◆ Aim: Copy every line of the material below word for word, without any changes.

________

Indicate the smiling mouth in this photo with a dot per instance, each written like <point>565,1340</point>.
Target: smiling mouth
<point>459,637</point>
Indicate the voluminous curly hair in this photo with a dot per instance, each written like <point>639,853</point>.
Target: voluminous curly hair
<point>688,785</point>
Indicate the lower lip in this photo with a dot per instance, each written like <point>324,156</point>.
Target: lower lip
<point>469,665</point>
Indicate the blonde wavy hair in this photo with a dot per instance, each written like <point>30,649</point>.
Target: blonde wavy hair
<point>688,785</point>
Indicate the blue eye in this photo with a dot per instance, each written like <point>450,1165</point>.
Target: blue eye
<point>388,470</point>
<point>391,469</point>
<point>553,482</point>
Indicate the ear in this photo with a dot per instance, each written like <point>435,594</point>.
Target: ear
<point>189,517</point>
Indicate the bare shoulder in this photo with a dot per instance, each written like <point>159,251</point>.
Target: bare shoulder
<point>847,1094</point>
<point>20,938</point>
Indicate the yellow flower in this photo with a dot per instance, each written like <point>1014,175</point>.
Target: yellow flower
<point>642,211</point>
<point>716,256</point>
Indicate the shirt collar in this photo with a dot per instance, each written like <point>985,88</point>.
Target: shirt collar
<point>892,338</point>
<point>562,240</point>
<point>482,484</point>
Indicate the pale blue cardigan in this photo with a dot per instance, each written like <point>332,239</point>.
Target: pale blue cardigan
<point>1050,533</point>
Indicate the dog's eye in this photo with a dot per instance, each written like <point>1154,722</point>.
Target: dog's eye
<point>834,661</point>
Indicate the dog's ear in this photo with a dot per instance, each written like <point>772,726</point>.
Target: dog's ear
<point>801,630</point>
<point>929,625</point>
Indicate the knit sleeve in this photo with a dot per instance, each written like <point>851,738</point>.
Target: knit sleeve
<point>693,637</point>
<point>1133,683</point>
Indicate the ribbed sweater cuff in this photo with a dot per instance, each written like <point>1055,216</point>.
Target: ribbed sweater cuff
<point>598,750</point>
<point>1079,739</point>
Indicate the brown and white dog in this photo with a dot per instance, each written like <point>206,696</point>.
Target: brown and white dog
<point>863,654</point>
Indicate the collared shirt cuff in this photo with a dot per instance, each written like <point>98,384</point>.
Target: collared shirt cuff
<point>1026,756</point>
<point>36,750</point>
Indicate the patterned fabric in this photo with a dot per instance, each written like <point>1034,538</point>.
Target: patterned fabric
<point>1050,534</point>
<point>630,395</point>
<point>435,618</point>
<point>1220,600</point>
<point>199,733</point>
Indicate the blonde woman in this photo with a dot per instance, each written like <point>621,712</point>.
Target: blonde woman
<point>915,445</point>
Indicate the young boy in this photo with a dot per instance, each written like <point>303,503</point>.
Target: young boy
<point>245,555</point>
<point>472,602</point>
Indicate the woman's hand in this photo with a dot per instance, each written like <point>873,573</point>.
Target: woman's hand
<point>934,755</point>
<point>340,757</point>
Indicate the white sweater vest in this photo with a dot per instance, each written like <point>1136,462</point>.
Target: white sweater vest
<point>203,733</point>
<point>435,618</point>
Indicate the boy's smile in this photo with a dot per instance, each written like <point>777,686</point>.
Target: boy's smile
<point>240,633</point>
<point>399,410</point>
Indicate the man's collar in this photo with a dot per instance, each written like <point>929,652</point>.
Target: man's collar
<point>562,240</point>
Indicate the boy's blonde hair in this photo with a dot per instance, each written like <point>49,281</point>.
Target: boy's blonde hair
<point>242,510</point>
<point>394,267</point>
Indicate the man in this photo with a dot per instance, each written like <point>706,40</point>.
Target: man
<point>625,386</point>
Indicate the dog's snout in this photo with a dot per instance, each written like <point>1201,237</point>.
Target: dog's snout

________

◆ Output of the exercise:
Indicate the smiling mouth in this photo with a dot per instance, each written like <point>565,1340</point>.
Target: smiling mouth
<point>459,637</point>
Indicate the voluminous curly hair in this photo with a dot per instance, each written like <point>639,853</point>.
Target: voluminous curly hair
<point>688,785</point>
Indicate the lower lip in this photo with a dot per instance, each written like <point>324,156</point>.
Target: lower lip
<point>469,665</point>
Indicate the blonde wavy hair in this photo with a dot per instance, each written like <point>30,649</point>.
Target: blonde wavy hair
<point>688,785</point>
Indicate the blue eye in this photo with a dot per instance, each written like <point>450,1165</point>.
Target: blue eye
<point>388,470</point>
<point>391,469</point>
<point>553,482</point>
Indicate the ear in this photo with a dot per instance, each written like <point>435,594</point>.
Target: ear
<point>189,517</point>
Indicate the bare shoulder in this photo with a dot per instance, each written like <point>159,251</point>.
Target: bare shoulder
<point>847,1094</point>
<point>20,938</point>
Indicate the yellow flower in this photo with a dot per instance, each written like <point>1014,175</point>.
Target: yellow flower
<point>642,211</point>
<point>716,256</point>
Indicate the shirt collar in this photo with a dot per instance, each written like <point>985,88</point>.
Target: shirt collar
<point>892,338</point>
<point>562,240</point>
<point>482,484</point>
Indicate the pale blue cardigan in this photo with a dot per instance, each written like <point>332,239</point>.
Target: pale blue cardigan
<point>1050,533</point>
Indicate the dog's eye in this photo with a dot per instance, each written like <point>1154,722</point>.
Target: dog's eye
<point>834,661</point>
Indicate the dog's ear in this photo with a dot per instance, each written like <point>772,726</point>.
Target: dog's ear
<point>801,630</point>
<point>929,625</point>
Indicate the knit sleeve in this photo with a dot per instance, each written like <point>851,738</point>.
Target: knit sleeve
<point>693,637</point>
<point>1133,683</point>
Indicate the ribbed sweater cuff in this photo with a dot per instance, each written like <point>1055,216</point>.
Target: ribbed sweater cuff
<point>598,750</point>
<point>1079,739</point>
Indicate the brown and white dog in this photo with a dot per instance, each written like <point>206,696</point>.
Target: brown and white dog
<point>863,654</point>
Indicate the collared shirt cuff in this photo with a dot per instance, each written like <point>98,384</point>.
Target: collared shirt cuff
<point>1026,756</point>
<point>36,750</point>
Indicate the patterned fabric in this photo with a dot per instance, each written like <point>1034,538</point>.
Target: patterned fabric
<point>1050,534</point>
<point>630,395</point>
<point>435,618</point>
<point>1220,600</point>
<point>199,733</point>
Indicate the blonde woman in this photo with a dot per instance, each written like <point>621,712</point>.
Target: blonde woman
<point>915,445</point>
Indicate the young boy in this photo with a dot per instance, each written like <point>303,503</point>.
Target: young boy
<point>245,555</point>
<point>472,602</point>
Indicate the woman's hand in this photo with a dot per instance, each written like <point>873,573</point>.
Target: woman's hand
<point>934,755</point>
<point>340,757</point>
Indicate the white sweater vest in this photo with a dot per instance, each written like <point>1136,462</point>.
Target: white sweater vest
<point>203,733</point>
<point>435,618</point>
Indicate the boy's smile in this photo with a dot per instance, each written like <point>777,686</point>.
Target: boy's smile
<point>240,633</point>
<point>399,410</point>
Indicate the man's collar in this photo with a dot per instance, each written like <point>929,652</point>.
Target: man's collar
<point>562,240</point>
Indicate the boy's blonde hair in this photo with a dot per instance, each written like <point>49,281</point>.
Target: boy's blonde hair
<point>242,510</point>
<point>394,267</point>
Indicate the man in this photo with a dot per instance, each written like <point>706,40</point>.
Target: man
<point>625,386</point>
Indicate the dog's snout in this photo with a dot per instance, each written like <point>1201,237</point>.
Target: dog's snout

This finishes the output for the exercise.